-- begin --

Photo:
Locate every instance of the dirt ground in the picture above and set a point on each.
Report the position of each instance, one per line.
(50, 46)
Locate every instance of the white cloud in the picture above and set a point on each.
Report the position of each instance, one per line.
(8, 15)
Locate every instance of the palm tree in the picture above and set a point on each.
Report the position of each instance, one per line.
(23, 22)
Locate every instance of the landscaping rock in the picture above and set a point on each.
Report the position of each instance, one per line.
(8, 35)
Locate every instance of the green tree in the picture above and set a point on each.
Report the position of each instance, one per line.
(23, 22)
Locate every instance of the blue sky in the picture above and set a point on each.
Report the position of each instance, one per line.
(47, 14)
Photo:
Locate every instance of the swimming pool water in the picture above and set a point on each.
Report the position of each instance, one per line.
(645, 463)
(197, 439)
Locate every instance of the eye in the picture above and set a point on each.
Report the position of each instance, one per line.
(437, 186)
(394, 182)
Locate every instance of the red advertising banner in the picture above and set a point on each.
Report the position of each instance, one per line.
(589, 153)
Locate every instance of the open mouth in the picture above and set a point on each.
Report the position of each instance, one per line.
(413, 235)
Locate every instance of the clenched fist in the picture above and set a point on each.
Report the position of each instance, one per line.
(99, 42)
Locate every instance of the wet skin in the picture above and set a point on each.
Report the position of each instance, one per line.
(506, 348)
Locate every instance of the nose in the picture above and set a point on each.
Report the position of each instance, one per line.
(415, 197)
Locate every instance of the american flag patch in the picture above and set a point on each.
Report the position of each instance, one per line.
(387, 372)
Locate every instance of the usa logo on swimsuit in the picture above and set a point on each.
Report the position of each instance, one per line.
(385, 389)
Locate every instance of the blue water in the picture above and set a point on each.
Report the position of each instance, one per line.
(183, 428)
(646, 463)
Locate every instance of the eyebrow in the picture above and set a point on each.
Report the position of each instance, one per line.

-- end --

Exercise: Return every one of the records above word for word, keeping each line as it appears.

Solution for this exercise:
Photo:
Locate every instance of the dirt ground in the picture above and set a point on each.
Report the position of each instance, one per line.
(50, 46)
Locate every instance of the white cloud in the picture above and set a point on each.
Report the position of each instance, one per line.
(8, 15)
Locate every instance of the palm tree in the picture above and set a point on each.
Report the position of each instance, one per line.
(23, 22)
Locate every instance of the landscaping rock in the picture above and set a point on each.
Report the position of each instance, one per line.
(8, 35)
Locate every instance of the green tree in the picture above and set a point on each.
Report the position of each instance, one per line.
(23, 22)
Locate every instance of the blue sky in the picture above and set a point on each.
Report the position of each instance, one per line.
(47, 14)
Photo:
Locate every instance of the swimming pool water in the picture above and set a point on each.
Report the position of each instance, one per line.
(645, 463)
(197, 439)
Locate every instance of the eye in the picture above and set a point on each.
Report the position of each instance, one per line.
(437, 186)
(394, 182)
Locate every instance of the red advertising banner in the picture above and set a point on each.
Report the position of each instance, one per line.
(589, 153)
Locate every instance of the open mouth in the picture above and set a point on each.
Report the position of each instance, one per line.
(413, 235)
Locate every instance of the clenched fist in the picture above and set a point on each.
Report the position of each instance, one per line.
(99, 42)
Locate every instance of the wet skin in the picture above and set a point on each.
Report the position of each instance, one per line.
(506, 348)
Locate every instance of the nose in the picture above and set a point on each.
Report the position of each instance, one per line.
(415, 197)
Locate every instance of the american flag patch in the picture above and set a point on each.
Report the position of each instance, one per line.
(387, 372)
Locate every instance of the usa logo on swimsuit in the picture above and set a point on each.
Report the position of each instance, one per line.
(385, 389)
Locate every instance of the blue water in the picture above and set a point on each.
Report the position of each instance, one per line.
(183, 428)
(646, 463)
Locate every instance of the eyebrow in the picture above and set a point on each.
Report the position of each instance, one per line.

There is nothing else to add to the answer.